--- start ---

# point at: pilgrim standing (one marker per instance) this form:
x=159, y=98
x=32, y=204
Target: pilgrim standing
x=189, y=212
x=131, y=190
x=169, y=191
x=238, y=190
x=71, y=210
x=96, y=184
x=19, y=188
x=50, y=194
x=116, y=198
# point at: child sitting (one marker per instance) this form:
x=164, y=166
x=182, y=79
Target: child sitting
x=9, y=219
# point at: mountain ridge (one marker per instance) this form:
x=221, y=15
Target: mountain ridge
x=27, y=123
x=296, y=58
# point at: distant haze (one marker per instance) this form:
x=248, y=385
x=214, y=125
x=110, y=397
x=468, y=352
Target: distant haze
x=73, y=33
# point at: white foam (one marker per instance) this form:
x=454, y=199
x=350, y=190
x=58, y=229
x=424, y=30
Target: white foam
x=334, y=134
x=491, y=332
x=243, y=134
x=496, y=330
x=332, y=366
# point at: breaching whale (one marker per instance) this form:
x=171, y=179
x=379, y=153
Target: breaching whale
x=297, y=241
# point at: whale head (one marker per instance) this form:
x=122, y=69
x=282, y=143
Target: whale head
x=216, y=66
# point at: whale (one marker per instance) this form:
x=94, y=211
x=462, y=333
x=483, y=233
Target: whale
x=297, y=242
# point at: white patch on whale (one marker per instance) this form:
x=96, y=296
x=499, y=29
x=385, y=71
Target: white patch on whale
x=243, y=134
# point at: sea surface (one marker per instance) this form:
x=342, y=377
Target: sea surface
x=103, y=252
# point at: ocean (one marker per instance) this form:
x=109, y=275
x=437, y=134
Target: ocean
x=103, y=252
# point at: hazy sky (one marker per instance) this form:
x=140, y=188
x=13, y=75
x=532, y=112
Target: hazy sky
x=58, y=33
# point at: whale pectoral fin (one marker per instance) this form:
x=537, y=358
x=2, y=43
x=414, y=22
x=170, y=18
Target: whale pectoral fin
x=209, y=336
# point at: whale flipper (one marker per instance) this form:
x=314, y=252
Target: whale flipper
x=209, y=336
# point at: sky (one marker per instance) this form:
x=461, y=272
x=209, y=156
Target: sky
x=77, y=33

--- end ---

(Given task) Arrange the stretch from the line containing "# point at: whale pectoral" through the end of the items as a Markdown table with two columns, Row and Line. Give each line a row number, and leave out any blank lines.

(Response to the task)
| Row | Line |
|---|---|
| 1 | # point at: whale pectoral fin (one marker per instance) this form: |
| 2 | x=537, y=358 |
| 3 | x=2, y=43 |
| 4 | x=414, y=22 |
| 5 | x=170, y=18 |
| 6 | Target: whale pectoral fin |
| 7 | x=209, y=336 |
| 8 | # point at: whale flipper (one marker per instance) this form: |
| 9 | x=314, y=252 |
| 10 | Target: whale flipper |
| 11 | x=209, y=336 |
| 12 | # point at: sky (one marker per instance) this form: |
| 13 | x=461, y=272 |
| 14 | x=209, y=156 |
| 15 | Target: sky |
| 16 | x=77, y=33 |